** BEGIN DATA SUPPLIED **

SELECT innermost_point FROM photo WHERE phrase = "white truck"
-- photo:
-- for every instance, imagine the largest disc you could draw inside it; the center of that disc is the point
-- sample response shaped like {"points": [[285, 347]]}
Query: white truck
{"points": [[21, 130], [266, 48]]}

** END DATA SUPPLIED **

Reproduce the material above verbatim, line by line, leaving nothing out.

RESULT:
SELECT innermost_point FROM photo WHERE phrase = "white truck"
-- photo:
-- for every instance, imagine the largest disc you could draw inside it; the center of that disc is the point
-- sample response shaped like {"points": [[285, 347]]}
Query: white truck
{"points": [[21, 130], [266, 48]]}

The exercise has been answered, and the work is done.